▶ TASK:
Count how many lines of the records below contain the word "mount", and give only that number.
>> BEGIN SOURCE DATA
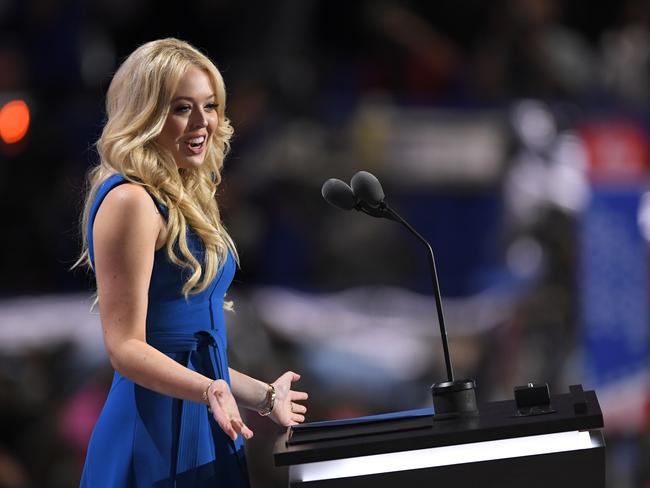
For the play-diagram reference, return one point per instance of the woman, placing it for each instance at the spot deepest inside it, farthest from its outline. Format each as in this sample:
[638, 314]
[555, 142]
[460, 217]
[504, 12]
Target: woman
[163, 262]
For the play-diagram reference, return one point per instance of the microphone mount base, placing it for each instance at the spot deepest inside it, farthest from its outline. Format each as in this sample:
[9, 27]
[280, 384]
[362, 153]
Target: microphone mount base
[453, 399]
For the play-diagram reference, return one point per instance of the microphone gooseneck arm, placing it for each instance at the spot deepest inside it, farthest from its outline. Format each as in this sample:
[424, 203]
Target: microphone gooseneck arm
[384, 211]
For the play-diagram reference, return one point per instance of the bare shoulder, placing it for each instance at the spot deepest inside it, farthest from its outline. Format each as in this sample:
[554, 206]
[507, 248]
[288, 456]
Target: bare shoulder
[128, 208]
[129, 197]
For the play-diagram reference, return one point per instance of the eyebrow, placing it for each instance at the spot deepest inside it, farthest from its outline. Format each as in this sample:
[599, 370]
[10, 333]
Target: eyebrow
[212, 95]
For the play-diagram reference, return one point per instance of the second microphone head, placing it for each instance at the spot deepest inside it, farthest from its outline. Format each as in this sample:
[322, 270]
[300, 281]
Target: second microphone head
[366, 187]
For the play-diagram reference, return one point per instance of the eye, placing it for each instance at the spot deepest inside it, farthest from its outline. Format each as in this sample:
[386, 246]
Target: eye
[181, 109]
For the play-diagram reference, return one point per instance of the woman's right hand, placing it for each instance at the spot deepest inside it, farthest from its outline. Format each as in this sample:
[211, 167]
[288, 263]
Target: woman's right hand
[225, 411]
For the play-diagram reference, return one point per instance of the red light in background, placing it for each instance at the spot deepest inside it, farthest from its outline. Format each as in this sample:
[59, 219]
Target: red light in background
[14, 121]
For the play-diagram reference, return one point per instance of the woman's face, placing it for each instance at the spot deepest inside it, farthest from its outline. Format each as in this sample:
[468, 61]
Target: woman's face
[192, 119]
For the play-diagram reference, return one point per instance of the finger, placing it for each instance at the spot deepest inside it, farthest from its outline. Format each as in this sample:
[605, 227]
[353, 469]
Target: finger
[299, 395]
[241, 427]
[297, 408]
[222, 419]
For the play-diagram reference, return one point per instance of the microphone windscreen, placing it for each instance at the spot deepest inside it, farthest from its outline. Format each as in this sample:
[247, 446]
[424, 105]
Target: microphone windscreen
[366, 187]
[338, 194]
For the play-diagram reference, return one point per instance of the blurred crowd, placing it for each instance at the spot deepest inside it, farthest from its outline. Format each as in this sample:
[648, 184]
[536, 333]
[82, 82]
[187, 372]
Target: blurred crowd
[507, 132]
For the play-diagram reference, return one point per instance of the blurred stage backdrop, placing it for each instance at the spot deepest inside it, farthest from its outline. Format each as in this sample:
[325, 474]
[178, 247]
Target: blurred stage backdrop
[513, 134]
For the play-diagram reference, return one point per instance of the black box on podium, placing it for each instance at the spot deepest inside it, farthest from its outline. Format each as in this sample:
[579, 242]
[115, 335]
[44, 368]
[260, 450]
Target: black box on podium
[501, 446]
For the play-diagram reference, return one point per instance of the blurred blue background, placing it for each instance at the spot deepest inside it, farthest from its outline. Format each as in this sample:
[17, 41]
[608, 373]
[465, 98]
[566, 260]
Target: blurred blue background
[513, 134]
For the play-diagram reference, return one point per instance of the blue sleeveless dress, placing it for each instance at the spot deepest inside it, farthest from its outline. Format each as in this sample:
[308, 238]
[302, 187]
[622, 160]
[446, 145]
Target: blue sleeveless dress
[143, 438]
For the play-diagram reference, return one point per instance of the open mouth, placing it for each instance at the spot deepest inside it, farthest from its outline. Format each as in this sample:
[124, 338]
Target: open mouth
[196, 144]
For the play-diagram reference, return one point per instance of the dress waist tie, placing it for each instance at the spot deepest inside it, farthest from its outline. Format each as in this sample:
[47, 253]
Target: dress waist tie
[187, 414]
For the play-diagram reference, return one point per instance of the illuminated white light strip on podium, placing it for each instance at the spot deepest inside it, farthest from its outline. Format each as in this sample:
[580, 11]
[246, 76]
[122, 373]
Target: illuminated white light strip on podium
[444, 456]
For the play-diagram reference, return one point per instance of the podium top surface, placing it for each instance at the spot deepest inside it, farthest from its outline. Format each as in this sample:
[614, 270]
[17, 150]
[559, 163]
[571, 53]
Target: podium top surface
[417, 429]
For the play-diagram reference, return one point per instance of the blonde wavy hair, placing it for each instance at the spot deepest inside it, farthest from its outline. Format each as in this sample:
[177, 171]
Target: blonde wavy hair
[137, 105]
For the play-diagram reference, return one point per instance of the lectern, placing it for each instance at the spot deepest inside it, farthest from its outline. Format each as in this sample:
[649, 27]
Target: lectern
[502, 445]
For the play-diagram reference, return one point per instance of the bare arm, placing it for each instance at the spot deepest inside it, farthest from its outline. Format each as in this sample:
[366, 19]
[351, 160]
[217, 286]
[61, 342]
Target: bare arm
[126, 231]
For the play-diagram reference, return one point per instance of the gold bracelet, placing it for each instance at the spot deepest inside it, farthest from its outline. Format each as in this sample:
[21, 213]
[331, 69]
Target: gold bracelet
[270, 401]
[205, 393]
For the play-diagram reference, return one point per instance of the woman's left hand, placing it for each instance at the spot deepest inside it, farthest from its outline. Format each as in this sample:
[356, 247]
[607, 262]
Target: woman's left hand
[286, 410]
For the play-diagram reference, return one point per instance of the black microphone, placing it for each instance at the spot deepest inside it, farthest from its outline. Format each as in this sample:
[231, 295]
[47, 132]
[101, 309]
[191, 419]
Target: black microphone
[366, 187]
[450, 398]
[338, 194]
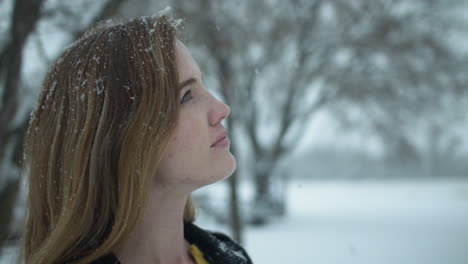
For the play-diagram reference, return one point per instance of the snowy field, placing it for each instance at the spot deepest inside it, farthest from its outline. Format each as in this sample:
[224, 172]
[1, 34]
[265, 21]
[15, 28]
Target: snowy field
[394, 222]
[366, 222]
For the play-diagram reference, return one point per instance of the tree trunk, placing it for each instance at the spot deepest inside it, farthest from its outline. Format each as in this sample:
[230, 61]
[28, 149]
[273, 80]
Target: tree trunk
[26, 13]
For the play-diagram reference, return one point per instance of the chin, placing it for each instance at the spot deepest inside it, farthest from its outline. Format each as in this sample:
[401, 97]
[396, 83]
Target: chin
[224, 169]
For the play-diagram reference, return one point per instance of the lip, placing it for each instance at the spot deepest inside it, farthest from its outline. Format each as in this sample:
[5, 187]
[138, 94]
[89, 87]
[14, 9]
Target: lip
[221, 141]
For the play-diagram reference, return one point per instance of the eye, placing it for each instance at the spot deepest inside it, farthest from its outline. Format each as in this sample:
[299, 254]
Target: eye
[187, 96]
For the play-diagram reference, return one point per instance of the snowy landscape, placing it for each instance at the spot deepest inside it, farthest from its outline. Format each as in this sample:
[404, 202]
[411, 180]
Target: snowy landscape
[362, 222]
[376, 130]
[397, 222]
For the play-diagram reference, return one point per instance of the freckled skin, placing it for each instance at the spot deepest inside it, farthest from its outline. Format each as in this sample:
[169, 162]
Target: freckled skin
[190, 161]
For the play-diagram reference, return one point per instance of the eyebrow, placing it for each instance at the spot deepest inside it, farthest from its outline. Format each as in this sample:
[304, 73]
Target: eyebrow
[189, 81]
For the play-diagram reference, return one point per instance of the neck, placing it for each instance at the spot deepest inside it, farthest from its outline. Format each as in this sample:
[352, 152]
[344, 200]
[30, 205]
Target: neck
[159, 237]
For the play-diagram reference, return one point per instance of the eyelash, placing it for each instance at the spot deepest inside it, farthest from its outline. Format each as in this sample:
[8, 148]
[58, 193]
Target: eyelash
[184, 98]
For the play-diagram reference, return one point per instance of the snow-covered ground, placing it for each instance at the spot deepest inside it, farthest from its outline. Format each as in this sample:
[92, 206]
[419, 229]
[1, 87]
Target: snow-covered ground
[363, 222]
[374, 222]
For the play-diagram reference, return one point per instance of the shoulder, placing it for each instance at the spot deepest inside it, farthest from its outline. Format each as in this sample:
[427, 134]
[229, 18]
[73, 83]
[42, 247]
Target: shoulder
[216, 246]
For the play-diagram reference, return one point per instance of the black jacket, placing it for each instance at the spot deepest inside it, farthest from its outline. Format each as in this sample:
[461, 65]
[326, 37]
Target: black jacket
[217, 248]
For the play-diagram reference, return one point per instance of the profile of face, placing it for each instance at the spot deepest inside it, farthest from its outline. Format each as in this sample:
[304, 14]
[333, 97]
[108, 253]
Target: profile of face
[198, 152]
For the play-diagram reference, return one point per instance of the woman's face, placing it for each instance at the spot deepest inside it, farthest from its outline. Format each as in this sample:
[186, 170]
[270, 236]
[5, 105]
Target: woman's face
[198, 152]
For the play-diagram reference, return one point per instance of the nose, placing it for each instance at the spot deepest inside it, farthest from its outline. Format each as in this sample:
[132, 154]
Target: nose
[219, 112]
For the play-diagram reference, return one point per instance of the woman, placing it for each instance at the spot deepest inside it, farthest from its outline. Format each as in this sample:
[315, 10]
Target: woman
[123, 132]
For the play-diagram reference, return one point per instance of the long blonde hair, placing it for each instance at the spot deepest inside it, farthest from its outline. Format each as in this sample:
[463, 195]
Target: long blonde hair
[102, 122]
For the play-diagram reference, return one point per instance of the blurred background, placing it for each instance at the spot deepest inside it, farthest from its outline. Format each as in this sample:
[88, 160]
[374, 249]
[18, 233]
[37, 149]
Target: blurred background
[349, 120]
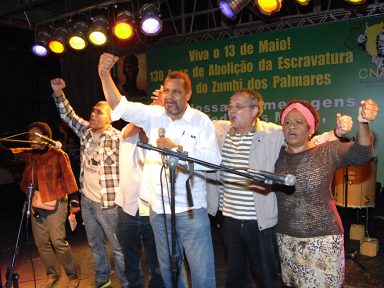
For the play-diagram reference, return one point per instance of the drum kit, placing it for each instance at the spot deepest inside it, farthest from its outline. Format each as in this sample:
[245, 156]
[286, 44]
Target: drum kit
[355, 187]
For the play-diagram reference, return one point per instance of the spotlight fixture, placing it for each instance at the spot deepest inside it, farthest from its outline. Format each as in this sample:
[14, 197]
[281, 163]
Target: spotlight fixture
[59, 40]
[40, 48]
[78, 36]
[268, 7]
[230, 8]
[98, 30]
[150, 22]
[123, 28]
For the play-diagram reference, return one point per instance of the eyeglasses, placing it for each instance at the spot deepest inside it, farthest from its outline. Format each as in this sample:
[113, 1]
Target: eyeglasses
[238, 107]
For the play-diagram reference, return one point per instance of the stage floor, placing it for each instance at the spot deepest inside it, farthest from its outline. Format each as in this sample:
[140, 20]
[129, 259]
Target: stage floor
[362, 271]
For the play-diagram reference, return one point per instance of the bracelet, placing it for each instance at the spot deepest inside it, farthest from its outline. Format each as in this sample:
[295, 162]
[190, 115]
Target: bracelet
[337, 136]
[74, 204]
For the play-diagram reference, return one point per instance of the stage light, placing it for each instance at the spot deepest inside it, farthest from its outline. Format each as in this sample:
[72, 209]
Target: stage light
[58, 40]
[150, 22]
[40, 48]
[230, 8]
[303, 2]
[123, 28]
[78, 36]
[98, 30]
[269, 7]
>> END SOURCE DATA
>> BEGIN SOURCE DATA
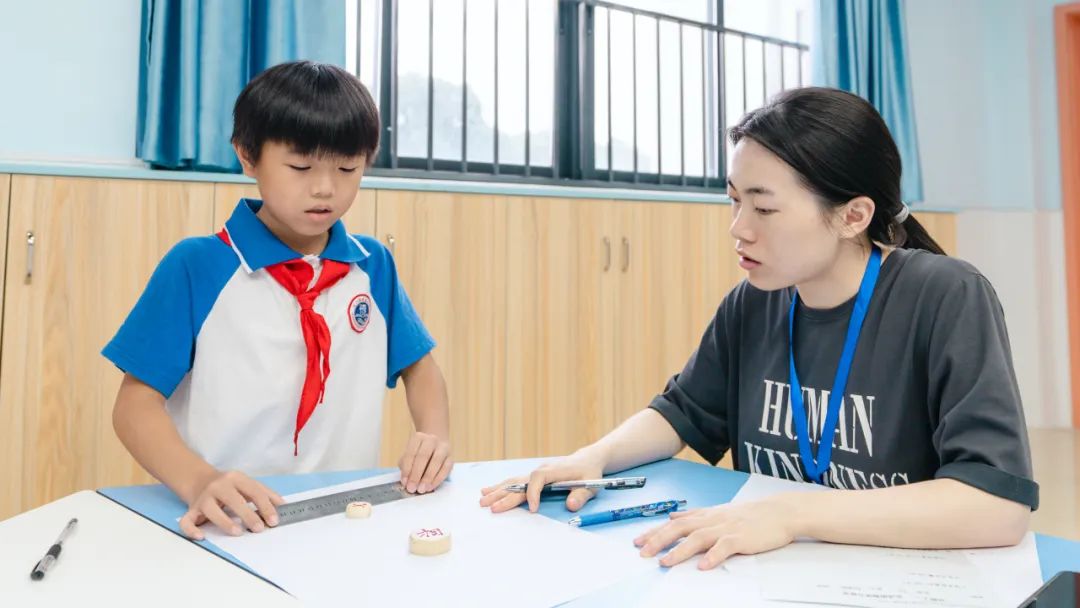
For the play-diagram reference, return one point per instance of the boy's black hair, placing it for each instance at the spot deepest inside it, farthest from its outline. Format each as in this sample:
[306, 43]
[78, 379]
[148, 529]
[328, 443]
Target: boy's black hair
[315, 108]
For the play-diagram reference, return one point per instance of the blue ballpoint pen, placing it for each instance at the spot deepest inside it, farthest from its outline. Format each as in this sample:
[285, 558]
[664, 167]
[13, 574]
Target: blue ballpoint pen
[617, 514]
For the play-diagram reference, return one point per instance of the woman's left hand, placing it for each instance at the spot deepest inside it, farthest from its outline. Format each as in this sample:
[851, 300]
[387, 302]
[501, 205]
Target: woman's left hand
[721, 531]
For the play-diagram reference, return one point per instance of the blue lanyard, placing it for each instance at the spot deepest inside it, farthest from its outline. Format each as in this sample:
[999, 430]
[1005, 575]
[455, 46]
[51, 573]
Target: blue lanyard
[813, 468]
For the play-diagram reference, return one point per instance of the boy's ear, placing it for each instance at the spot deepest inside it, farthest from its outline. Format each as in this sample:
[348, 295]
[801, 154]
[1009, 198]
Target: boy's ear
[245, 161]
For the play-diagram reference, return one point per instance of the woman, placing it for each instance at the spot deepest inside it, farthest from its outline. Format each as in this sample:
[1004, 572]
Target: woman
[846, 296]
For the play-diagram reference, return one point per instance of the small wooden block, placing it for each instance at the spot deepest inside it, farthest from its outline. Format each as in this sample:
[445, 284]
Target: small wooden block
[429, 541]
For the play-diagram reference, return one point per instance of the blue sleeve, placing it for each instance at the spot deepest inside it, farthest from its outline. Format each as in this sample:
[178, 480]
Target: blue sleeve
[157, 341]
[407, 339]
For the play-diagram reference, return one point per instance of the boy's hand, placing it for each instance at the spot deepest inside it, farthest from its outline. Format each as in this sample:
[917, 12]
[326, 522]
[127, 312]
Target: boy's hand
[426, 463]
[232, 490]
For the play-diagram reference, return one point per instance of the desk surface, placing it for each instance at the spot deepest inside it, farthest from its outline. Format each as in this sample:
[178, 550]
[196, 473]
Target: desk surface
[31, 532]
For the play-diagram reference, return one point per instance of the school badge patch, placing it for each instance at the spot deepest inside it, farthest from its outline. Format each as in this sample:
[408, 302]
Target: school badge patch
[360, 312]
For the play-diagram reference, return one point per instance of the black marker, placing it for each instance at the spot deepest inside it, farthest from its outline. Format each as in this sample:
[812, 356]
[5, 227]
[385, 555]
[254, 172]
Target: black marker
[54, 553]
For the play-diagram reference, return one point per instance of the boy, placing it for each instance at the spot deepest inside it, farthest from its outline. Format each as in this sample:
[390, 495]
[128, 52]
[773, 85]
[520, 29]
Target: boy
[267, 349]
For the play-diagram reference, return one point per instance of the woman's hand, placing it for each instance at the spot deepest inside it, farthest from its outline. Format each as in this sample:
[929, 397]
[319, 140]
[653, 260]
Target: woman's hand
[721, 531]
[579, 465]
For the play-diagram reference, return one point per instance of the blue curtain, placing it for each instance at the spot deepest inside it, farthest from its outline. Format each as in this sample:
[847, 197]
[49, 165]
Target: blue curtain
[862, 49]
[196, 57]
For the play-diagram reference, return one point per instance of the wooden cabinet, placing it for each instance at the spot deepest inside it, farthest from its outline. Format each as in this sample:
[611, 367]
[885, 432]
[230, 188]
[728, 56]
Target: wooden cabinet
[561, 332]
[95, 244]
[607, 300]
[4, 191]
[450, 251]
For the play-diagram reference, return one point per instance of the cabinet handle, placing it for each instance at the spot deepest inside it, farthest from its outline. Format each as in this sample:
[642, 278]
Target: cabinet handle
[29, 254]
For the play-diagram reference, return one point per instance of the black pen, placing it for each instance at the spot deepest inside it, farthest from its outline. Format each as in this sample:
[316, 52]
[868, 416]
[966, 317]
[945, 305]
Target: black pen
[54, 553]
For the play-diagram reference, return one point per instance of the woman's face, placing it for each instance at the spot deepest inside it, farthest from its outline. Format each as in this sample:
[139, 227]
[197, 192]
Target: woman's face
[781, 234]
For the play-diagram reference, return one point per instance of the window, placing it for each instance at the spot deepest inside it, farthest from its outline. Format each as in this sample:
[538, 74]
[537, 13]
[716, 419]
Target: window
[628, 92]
>> END SOURCE DATA
▶ TASK OUTPUT:
2